DIRECTIVE:
Which lines in the entries below contain the string "panel", with case taken into account? Find each one and copy it in full.
======== EXERCISE INPUT
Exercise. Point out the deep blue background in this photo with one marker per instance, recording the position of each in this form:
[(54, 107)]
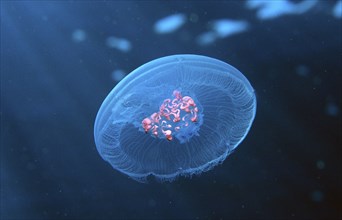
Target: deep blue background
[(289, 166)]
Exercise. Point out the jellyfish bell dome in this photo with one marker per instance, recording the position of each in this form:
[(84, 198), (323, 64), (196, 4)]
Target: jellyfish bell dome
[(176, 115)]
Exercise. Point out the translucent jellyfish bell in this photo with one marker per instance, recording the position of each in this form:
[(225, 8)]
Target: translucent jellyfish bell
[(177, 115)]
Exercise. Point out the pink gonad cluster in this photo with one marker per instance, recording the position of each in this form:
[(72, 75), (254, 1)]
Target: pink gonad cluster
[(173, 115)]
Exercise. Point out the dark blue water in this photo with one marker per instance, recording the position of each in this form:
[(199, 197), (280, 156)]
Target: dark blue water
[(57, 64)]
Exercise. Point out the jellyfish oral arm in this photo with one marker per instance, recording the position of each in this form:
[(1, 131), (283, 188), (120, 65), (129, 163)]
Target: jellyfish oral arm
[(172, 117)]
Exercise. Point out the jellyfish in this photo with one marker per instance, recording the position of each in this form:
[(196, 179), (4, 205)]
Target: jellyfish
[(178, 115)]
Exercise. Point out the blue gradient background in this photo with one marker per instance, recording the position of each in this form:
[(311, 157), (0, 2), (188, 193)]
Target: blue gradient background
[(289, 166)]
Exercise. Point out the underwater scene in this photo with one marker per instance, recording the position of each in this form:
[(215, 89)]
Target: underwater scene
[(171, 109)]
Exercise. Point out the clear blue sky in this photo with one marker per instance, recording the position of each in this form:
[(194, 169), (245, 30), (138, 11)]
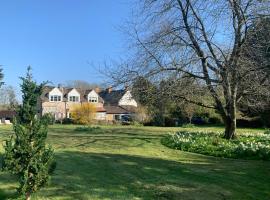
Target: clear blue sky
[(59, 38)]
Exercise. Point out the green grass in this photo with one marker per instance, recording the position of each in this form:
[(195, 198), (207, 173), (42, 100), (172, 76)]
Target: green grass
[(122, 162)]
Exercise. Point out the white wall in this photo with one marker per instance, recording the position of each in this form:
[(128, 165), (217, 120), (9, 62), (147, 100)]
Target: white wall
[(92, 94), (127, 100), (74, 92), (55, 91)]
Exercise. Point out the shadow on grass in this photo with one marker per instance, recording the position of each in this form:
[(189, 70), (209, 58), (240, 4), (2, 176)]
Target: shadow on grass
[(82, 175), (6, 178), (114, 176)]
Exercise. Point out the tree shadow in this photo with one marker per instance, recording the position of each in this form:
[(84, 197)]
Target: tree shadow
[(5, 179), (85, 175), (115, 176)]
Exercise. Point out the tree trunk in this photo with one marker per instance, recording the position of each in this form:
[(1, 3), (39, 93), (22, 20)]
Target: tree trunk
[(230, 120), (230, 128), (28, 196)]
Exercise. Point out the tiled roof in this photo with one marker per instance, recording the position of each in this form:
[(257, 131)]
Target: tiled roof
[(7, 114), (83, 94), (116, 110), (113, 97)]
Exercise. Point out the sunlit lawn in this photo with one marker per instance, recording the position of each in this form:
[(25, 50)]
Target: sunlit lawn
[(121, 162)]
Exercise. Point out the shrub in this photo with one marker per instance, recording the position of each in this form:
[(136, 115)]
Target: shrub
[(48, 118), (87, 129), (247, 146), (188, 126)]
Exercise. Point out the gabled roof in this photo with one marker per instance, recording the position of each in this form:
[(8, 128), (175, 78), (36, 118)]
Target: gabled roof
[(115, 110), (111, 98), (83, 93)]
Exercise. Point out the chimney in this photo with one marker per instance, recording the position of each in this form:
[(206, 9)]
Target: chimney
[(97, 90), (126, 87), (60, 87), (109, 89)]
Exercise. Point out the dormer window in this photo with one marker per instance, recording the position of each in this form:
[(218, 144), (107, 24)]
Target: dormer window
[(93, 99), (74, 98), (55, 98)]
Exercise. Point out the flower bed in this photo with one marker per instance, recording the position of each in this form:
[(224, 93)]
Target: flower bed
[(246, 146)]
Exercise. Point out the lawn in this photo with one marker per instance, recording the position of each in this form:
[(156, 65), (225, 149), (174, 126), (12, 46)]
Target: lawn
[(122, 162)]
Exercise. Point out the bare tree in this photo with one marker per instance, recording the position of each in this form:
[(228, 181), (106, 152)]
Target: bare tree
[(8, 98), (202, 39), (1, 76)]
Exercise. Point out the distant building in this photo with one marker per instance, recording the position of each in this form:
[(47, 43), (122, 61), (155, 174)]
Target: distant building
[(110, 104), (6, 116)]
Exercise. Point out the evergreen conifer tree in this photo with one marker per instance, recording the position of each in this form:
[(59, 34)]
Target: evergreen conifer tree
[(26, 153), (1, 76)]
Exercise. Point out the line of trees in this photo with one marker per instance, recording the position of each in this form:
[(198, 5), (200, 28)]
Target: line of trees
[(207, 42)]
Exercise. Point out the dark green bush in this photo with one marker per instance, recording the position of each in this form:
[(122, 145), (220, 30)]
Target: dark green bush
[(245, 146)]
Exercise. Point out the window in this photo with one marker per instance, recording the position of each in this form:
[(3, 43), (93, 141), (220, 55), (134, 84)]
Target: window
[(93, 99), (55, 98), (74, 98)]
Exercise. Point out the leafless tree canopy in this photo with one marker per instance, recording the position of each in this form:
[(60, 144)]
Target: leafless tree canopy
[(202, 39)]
================
======== EXERCISE INPUT
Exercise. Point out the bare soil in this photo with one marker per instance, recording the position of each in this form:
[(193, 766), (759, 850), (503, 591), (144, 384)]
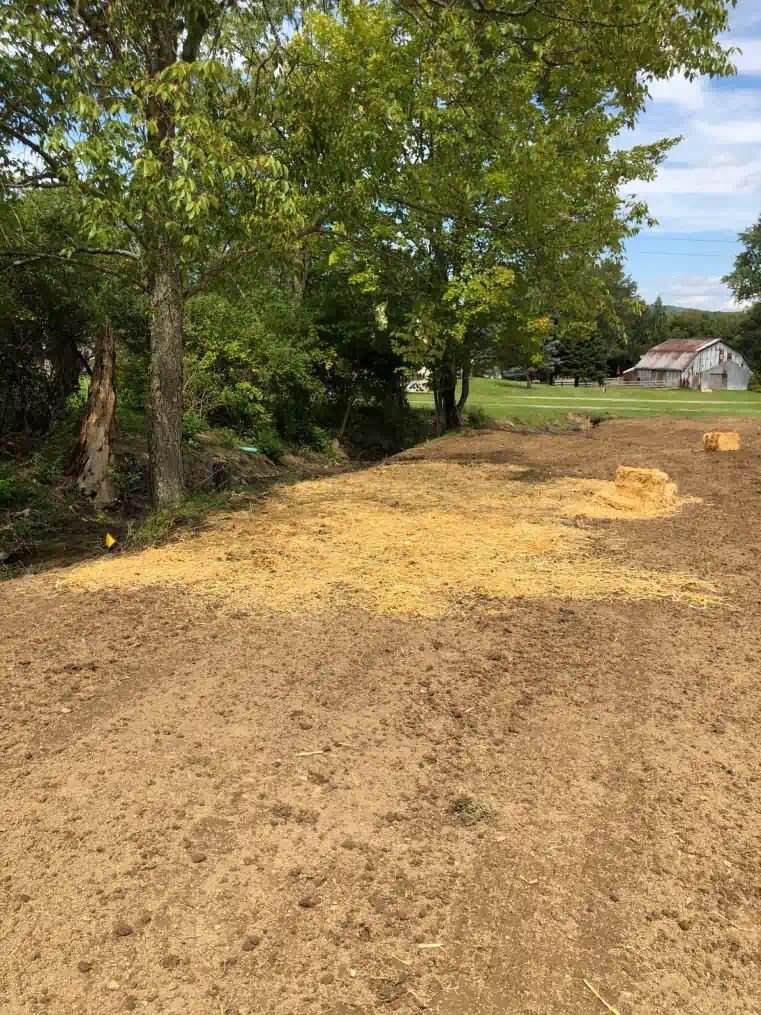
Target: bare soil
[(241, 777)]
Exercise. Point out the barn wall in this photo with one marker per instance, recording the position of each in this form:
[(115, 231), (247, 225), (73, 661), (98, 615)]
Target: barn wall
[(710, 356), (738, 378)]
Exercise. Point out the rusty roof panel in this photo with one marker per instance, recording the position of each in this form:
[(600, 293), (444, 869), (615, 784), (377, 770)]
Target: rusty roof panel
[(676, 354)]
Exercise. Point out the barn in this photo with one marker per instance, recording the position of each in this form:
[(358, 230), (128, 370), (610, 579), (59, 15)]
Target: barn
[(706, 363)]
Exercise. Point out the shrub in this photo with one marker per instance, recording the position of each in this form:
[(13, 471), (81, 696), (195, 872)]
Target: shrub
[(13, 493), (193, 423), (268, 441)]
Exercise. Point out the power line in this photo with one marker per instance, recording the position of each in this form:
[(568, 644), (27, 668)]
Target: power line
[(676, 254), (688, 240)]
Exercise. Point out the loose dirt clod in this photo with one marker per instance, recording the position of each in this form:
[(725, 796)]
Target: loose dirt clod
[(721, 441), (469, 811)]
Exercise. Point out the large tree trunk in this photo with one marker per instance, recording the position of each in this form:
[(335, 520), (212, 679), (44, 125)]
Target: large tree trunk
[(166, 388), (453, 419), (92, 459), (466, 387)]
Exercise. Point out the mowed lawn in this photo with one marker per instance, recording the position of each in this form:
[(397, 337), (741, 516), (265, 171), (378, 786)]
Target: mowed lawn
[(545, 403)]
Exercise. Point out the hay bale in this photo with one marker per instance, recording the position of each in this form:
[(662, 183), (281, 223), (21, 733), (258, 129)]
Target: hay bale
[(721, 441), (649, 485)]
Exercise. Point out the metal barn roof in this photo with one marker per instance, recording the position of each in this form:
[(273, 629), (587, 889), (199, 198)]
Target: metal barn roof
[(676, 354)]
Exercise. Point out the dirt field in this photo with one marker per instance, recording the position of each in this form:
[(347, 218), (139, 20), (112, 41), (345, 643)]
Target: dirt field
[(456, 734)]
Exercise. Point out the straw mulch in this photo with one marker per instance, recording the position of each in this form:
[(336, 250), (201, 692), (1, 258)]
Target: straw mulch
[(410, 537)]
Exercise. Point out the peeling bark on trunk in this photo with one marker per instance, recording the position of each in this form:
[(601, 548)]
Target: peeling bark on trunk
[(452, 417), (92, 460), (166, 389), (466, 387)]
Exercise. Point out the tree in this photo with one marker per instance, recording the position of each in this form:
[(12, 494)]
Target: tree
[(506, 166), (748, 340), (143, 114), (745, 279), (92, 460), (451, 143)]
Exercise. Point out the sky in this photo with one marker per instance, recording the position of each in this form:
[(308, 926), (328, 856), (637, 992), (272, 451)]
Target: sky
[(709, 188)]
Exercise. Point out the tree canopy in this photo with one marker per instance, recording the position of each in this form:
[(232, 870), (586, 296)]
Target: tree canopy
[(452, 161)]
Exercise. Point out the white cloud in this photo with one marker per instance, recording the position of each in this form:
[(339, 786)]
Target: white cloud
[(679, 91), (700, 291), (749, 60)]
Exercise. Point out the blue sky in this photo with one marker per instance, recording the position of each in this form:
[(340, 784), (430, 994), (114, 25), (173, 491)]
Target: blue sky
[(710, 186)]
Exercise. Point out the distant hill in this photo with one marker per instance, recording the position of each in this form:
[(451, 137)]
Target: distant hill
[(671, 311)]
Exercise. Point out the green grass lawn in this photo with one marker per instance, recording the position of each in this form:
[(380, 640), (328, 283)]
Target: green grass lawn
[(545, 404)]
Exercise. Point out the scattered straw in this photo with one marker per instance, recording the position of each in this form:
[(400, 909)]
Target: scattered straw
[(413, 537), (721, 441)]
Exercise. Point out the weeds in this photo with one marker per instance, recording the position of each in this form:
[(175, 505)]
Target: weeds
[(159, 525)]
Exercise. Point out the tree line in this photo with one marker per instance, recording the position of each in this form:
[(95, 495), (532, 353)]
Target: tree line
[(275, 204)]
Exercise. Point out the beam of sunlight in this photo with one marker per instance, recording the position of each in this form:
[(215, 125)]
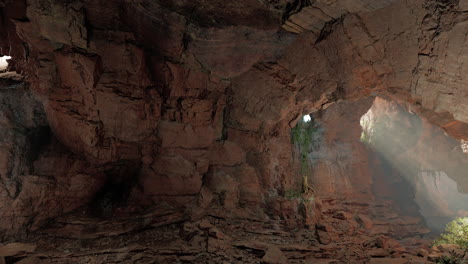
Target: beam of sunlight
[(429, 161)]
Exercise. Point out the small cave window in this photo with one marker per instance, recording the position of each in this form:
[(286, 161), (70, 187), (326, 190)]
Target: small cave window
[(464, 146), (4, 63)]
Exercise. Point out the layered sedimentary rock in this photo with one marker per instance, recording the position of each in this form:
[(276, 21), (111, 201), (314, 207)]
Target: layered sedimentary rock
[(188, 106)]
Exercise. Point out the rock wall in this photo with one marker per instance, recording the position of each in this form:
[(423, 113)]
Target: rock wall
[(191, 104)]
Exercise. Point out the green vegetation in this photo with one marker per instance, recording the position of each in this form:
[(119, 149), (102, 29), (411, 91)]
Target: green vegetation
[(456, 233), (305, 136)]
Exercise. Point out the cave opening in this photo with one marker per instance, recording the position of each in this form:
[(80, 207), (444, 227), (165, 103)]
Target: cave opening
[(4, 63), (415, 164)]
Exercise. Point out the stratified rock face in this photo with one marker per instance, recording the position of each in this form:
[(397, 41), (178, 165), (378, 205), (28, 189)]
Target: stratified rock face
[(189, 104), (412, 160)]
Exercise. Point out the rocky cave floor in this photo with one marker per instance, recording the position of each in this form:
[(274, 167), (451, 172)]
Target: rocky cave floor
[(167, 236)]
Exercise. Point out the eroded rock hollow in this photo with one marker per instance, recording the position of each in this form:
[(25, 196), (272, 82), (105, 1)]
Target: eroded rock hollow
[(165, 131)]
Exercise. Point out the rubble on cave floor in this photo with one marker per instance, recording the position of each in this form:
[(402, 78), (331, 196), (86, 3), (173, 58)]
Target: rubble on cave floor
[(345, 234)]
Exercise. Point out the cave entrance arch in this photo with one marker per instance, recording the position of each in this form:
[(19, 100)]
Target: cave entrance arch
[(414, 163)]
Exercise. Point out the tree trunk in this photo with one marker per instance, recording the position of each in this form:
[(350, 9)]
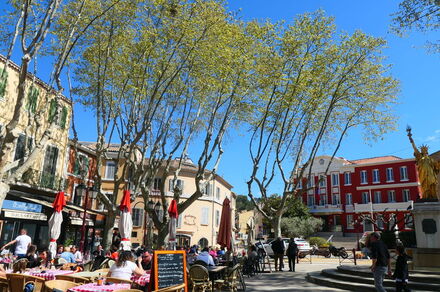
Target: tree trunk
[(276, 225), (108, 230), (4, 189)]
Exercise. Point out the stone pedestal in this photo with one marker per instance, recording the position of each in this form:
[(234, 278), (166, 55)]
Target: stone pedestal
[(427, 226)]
================
======== EXERCISE INPUT
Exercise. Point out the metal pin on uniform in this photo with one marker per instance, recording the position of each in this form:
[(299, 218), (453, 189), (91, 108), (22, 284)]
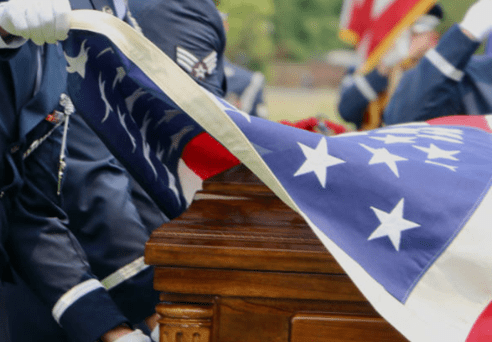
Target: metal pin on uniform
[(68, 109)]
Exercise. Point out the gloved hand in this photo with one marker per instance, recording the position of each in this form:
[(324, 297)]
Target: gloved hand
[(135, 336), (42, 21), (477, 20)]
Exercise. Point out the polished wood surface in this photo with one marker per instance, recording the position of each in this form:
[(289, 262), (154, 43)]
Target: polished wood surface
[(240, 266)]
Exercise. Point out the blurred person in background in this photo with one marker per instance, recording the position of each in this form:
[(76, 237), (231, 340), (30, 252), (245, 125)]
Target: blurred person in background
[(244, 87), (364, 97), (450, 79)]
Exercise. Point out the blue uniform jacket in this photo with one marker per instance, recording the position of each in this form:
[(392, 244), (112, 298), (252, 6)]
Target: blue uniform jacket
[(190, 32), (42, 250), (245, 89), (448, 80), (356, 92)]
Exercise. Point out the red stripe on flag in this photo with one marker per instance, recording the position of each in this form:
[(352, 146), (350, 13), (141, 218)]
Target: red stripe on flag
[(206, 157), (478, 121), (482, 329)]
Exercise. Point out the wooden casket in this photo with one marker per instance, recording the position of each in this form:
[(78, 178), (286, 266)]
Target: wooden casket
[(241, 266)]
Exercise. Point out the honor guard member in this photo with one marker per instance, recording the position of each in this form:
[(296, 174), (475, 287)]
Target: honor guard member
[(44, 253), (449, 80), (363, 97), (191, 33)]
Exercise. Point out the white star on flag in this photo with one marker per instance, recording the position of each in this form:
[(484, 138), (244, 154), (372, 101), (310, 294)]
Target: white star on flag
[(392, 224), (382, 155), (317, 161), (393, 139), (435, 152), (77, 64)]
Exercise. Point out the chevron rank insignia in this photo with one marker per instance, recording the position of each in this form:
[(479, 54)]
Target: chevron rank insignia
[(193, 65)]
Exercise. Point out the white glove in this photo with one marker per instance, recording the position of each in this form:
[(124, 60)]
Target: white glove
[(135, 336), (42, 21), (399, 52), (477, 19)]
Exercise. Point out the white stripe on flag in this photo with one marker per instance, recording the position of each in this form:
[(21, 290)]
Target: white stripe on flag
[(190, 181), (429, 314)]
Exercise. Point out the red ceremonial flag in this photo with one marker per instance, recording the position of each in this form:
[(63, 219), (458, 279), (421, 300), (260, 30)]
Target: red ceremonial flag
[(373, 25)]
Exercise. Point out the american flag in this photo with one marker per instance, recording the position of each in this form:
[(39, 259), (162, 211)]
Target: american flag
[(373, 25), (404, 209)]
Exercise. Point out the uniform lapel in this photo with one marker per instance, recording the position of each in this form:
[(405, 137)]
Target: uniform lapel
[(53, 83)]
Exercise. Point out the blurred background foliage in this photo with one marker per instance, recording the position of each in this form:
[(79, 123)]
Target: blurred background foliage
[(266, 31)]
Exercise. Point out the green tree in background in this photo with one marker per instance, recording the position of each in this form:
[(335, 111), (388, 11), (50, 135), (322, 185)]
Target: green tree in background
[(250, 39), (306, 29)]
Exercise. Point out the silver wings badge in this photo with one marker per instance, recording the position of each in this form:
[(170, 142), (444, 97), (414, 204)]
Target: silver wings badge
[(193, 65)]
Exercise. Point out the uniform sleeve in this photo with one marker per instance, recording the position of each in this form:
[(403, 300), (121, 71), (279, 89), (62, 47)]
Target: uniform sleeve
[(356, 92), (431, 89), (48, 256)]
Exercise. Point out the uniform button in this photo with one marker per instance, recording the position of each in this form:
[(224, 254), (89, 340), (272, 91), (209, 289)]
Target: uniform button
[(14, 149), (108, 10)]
================
WRITTEN SOLUTION:
Exercise. Point out the rusty roof panel in this photo with one marker per instance, recording the position of each in this form:
Target: rusty roof panel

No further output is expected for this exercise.